#### EXERCISE:
Retype all the entries word for word, but omit the pictures.

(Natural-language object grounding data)
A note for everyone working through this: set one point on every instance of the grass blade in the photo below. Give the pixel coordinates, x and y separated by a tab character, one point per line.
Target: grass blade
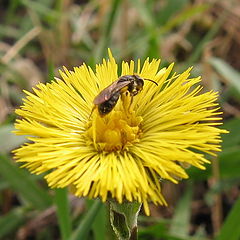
11	221
86	223
181	219
63	212
231	75
21	182
231	227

#### SOLUTION:
A note for everyone working through this: set one point on every instance of the grass blade in the photo below. Give the pixel coordinates, x and y separated by a tab character, one point per line.
Target: grass blade
11	221
86	223
181	219
63	212
231	75
21	182
231	227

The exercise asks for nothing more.